### WHAT TO WORK ON
Please retype the line that contains "Can you see the wristwatch?" and all lines that follow it to the end of the entries below, exactly as they stand, with nothing added.

### MATERIAL FOR THE TASK
*-*-*

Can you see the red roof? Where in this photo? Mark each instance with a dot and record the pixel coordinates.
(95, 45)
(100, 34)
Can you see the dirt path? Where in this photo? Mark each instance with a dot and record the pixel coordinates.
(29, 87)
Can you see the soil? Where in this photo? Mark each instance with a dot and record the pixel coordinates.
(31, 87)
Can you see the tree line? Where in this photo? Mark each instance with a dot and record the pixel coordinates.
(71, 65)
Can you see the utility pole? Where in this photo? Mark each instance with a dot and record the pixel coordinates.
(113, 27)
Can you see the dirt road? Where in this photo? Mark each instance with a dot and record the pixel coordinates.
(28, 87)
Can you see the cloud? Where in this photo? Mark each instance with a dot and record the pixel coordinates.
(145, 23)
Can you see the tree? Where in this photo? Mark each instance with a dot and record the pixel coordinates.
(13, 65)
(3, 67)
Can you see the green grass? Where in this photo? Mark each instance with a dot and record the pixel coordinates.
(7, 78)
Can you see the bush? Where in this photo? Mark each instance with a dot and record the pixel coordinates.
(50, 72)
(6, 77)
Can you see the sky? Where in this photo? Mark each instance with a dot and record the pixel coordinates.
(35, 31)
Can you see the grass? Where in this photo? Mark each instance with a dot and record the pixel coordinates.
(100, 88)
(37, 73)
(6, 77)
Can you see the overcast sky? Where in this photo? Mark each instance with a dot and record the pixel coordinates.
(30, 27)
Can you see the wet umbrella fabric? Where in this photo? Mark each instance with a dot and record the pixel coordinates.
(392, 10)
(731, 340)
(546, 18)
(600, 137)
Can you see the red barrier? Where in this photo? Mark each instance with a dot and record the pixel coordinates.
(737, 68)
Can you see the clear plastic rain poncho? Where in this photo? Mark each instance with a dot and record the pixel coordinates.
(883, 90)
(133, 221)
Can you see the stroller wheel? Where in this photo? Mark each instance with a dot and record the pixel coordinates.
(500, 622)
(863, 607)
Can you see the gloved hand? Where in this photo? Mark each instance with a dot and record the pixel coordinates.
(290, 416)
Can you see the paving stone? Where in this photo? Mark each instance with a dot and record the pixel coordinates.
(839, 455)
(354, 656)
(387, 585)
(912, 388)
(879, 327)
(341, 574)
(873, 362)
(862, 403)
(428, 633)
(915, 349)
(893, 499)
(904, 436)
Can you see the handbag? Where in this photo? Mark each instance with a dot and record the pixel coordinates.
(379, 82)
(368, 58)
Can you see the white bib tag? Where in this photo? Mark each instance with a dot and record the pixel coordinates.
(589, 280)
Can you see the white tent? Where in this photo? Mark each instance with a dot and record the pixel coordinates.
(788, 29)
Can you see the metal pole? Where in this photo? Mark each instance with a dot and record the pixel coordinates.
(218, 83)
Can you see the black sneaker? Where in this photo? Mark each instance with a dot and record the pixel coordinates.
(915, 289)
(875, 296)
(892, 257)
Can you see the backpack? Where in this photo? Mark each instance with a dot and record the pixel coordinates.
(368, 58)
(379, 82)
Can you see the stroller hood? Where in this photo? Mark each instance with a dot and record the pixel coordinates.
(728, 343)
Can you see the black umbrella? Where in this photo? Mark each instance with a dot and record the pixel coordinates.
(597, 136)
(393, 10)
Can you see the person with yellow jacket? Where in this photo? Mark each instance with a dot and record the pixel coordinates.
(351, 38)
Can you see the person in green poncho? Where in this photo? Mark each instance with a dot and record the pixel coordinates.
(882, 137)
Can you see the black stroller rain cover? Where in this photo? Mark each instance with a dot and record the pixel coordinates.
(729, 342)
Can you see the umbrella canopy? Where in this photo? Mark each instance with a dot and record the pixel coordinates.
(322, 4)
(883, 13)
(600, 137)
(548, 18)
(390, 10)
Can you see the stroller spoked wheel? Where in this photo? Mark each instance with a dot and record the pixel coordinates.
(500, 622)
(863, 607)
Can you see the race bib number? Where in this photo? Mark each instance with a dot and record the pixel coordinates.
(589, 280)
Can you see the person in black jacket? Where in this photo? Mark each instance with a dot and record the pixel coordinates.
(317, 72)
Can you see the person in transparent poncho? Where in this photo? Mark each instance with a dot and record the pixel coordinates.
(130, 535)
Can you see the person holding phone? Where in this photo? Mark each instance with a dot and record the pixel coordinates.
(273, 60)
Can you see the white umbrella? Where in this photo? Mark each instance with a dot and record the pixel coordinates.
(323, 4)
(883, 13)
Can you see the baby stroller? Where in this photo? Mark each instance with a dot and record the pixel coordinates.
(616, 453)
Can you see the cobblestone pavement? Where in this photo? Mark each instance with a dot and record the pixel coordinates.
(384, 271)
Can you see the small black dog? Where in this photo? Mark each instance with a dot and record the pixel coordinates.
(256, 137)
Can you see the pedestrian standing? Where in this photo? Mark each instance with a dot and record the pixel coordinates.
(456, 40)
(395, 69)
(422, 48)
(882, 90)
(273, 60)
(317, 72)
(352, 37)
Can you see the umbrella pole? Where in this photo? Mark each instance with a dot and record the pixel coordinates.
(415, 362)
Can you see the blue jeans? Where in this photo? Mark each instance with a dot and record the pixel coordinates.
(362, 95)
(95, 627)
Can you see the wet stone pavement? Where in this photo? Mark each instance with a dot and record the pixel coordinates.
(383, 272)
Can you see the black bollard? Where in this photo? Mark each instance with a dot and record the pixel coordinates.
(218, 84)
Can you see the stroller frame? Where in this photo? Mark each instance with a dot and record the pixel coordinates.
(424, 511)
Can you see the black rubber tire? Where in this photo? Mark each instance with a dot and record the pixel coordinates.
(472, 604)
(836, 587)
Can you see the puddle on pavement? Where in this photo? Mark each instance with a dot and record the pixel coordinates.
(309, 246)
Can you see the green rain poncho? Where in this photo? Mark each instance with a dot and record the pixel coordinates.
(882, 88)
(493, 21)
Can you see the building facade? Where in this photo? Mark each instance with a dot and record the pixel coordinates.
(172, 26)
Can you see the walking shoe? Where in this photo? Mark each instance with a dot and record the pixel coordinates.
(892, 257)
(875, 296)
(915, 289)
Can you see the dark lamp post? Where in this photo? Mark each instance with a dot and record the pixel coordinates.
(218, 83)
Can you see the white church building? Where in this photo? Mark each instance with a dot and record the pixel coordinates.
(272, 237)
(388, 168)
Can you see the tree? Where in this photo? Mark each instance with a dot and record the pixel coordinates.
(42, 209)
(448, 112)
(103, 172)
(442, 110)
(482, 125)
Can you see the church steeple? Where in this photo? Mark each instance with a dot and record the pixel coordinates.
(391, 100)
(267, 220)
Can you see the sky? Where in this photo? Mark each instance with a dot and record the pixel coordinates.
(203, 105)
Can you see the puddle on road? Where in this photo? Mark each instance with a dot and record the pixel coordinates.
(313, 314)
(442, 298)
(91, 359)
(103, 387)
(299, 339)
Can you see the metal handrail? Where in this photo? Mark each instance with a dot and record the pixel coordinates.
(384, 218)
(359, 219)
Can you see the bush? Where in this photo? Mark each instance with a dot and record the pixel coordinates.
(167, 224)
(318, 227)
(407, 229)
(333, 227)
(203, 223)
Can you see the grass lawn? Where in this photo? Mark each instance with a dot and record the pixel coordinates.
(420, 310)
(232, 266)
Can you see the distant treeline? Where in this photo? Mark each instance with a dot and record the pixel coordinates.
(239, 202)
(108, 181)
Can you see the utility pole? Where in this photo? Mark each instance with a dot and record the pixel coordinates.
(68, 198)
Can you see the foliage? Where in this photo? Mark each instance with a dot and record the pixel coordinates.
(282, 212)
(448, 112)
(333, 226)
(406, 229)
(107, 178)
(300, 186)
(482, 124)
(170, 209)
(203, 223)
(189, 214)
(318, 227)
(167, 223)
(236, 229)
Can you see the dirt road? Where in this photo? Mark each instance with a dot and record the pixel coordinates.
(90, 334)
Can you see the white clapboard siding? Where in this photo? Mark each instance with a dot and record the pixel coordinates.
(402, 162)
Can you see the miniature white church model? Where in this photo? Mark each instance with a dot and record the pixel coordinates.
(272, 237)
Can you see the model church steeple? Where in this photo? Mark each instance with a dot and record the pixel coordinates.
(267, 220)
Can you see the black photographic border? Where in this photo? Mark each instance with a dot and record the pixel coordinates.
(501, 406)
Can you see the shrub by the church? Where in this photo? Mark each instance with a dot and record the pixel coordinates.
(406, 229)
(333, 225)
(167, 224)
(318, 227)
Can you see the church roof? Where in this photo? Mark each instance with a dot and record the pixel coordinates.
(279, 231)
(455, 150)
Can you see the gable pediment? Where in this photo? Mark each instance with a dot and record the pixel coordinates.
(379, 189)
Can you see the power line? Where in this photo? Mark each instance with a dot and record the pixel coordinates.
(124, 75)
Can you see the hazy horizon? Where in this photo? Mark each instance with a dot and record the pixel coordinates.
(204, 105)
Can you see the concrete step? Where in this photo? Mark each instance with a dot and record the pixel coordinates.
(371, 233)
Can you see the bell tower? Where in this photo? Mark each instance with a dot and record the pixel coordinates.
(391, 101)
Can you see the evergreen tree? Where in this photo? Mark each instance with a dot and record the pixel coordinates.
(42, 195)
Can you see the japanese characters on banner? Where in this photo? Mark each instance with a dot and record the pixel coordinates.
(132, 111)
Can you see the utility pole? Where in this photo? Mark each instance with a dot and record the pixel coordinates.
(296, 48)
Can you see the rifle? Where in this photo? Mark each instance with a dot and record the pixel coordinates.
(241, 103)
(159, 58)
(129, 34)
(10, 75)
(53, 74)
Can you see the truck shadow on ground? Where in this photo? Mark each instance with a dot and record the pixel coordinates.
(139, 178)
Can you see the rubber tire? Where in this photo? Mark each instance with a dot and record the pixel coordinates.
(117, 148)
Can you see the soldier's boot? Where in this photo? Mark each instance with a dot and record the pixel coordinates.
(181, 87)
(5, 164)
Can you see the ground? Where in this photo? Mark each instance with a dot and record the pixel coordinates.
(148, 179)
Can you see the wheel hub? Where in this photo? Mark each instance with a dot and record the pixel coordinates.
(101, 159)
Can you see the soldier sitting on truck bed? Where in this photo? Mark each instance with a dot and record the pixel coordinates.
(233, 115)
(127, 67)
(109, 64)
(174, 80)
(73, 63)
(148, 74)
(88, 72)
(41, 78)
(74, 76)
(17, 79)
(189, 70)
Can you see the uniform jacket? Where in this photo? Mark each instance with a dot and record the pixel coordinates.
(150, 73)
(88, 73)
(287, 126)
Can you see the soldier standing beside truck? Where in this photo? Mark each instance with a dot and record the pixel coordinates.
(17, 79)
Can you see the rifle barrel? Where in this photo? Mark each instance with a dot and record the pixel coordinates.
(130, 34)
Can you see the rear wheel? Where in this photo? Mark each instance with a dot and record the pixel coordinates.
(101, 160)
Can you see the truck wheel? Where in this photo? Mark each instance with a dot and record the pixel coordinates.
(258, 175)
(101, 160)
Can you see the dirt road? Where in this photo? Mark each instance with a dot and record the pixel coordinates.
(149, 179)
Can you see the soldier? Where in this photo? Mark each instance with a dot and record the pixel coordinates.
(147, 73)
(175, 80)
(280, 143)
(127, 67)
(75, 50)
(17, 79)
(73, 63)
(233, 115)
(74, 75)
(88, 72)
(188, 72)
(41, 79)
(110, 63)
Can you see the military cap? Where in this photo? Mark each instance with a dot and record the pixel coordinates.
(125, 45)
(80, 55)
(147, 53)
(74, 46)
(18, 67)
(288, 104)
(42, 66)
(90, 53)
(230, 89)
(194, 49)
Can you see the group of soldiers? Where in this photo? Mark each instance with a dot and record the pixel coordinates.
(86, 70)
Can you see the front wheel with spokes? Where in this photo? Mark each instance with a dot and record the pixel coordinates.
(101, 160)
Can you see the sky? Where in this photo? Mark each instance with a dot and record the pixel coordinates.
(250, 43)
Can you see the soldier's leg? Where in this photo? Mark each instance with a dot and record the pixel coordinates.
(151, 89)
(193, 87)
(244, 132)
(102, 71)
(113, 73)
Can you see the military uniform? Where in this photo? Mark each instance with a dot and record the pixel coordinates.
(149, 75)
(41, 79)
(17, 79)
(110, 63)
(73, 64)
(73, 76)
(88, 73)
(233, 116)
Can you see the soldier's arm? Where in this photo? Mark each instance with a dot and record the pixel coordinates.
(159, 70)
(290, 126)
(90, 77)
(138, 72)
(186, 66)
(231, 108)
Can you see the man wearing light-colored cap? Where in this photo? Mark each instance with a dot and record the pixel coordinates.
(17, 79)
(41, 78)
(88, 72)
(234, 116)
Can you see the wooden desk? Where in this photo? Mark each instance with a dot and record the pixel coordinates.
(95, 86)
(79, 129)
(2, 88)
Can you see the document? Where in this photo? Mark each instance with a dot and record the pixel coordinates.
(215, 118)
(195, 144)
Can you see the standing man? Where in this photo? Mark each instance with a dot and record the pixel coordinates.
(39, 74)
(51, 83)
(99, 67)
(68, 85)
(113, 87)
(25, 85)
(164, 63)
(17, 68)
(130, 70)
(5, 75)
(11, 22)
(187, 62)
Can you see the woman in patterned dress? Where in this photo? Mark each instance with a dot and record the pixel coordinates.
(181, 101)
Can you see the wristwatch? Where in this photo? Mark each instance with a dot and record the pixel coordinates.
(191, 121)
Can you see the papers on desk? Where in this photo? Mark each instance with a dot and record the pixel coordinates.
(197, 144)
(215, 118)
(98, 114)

*-*-*

### TASK OUTPUT
Can you see the wristwatch? Where in this photo? Mark each instance with a dot and record the pixel coordinates.
(191, 121)
Can you see the papers on desk? Where in this photo? Mark each instance with a dot and record the pixel coordinates.
(197, 144)
(215, 118)
(98, 114)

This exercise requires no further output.